** Your task **
Please render all of the material below as a Markdown table with two columns, Row for the row number and Entry for the line itself, leaving out any blank lines.
*** Extracted data
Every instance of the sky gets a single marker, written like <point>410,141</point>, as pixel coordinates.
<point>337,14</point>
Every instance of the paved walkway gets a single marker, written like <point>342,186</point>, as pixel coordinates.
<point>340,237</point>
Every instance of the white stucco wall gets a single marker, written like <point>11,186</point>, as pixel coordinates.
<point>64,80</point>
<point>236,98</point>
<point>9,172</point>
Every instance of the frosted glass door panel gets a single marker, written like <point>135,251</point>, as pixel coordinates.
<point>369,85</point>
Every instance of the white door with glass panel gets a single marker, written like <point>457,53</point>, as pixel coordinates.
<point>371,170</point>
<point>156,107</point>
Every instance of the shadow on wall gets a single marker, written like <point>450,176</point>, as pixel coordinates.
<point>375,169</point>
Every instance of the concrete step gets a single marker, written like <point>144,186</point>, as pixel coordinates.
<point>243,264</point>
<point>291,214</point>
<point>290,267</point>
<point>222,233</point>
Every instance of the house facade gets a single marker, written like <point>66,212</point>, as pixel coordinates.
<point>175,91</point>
******
** Final answer **
| Row | Entry |
|---|---|
| 1 | Every instance of the sky gets a single marker, written like <point>410,141</point>, as pixel coordinates. |
| 2 | <point>337,14</point> |
| 3 | Every instance of the paved walkway gets a single marker, written like <point>342,186</point>, as pixel coordinates. |
| 4 | <point>340,237</point> |
| 5 | Every instance of the white stucco wall gets a single marker, written like <point>11,186</point>, as pixel coordinates. |
| 6 | <point>64,80</point> |
| 7 | <point>236,98</point> |
| 8 | <point>9,172</point> |
| 9 | Every instance of the frosted glass door panel gets a single marker, written like <point>135,251</point>, as pixel coordinates. |
| 10 | <point>369,85</point> |
| 11 | Every instance of the white door with glass panel gets a single marker, written like <point>457,53</point>, as pixel coordinates. |
| 12 | <point>371,170</point> |
| 13 | <point>156,107</point> |
| 14 | Every instance of the shadow on wall gets a single marker, written like <point>450,176</point>, as pixel coordinates. |
| 15 | <point>375,169</point> |
| 16 | Every instance of the concrete step gets a single marker, written like <point>144,186</point>, as pixel coordinates. |
| 17 | <point>243,264</point> |
| 18 | <point>291,214</point> |
| 19 | <point>290,267</point> |
| 20 | <point>222,233</point> |
| 21 | Every instance of the house facade gets a single marker, written like <point>66,212</point>, as pixel coordinates. |
| 22 | <point>175,91</point> |